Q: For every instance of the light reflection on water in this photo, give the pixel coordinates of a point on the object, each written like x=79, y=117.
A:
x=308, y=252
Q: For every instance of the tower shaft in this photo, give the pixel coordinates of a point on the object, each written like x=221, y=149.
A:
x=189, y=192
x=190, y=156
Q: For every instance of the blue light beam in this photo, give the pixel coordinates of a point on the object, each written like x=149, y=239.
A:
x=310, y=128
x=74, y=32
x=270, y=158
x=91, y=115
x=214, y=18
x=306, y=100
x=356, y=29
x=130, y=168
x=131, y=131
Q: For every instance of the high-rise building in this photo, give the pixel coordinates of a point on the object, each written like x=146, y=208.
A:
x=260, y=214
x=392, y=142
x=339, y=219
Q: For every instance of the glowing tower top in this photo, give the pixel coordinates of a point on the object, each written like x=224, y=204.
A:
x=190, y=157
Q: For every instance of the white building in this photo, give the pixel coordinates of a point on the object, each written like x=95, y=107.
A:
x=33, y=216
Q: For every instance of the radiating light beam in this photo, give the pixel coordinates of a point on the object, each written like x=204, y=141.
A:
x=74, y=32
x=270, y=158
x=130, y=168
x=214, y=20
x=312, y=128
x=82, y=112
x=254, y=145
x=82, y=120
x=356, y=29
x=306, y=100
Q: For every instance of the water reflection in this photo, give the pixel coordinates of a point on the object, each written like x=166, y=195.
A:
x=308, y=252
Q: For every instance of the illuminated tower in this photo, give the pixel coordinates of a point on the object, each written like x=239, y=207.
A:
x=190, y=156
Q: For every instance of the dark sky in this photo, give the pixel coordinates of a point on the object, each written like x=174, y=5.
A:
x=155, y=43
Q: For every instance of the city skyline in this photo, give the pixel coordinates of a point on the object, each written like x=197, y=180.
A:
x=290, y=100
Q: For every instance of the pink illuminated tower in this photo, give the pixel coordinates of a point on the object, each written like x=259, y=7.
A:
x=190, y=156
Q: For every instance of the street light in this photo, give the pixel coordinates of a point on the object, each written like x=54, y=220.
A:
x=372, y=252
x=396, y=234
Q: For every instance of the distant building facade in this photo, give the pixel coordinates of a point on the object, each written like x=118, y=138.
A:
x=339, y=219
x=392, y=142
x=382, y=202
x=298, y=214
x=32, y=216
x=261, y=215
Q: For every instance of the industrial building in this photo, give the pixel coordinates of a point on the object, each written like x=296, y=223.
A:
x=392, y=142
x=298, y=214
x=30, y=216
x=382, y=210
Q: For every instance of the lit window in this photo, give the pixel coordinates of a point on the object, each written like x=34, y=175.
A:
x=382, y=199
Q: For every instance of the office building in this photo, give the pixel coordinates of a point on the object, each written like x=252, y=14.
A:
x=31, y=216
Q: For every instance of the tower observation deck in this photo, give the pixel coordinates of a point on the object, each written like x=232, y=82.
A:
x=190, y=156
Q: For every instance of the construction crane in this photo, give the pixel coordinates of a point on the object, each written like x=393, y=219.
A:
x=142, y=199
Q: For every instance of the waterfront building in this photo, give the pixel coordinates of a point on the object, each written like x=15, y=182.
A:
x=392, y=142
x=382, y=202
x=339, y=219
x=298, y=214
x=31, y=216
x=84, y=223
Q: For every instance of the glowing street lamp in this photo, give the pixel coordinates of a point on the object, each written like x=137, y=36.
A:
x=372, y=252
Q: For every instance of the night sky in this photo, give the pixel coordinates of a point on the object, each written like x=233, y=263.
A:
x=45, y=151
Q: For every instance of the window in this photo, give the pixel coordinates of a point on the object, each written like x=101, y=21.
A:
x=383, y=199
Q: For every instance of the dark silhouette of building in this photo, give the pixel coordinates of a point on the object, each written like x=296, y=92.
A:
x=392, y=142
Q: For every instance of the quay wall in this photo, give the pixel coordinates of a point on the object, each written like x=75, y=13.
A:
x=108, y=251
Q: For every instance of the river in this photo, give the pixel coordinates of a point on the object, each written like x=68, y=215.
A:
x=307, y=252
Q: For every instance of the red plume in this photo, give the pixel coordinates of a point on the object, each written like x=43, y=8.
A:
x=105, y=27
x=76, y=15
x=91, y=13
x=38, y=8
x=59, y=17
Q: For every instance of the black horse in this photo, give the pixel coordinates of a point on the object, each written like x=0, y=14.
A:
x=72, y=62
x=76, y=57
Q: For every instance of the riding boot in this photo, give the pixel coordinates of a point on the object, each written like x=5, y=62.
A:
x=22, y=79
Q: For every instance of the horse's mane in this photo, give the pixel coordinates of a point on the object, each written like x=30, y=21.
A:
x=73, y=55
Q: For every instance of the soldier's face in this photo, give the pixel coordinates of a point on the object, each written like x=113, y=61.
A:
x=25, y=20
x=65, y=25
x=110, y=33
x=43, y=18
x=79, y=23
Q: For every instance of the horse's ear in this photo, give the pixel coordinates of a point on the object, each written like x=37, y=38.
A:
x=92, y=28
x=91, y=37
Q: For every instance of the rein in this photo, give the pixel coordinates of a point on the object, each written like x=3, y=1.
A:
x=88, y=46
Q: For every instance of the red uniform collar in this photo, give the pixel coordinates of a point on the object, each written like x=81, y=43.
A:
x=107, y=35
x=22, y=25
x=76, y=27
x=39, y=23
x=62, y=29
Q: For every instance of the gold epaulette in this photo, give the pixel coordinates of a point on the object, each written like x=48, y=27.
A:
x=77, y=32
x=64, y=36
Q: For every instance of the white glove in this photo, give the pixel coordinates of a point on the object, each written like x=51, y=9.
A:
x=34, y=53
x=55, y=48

> [Exercise directions]:
Sift through the material above and copy the lines that contain the word "window".

> [Answer box]:
Q: For every instance of the lit window in this photo, give the pixel coordinates of a point on the object, each written like x=34, y=175.
Q: For every instance of the window in this photo, give the pixel coordinates of a point on the object, each written like x=101, y=21.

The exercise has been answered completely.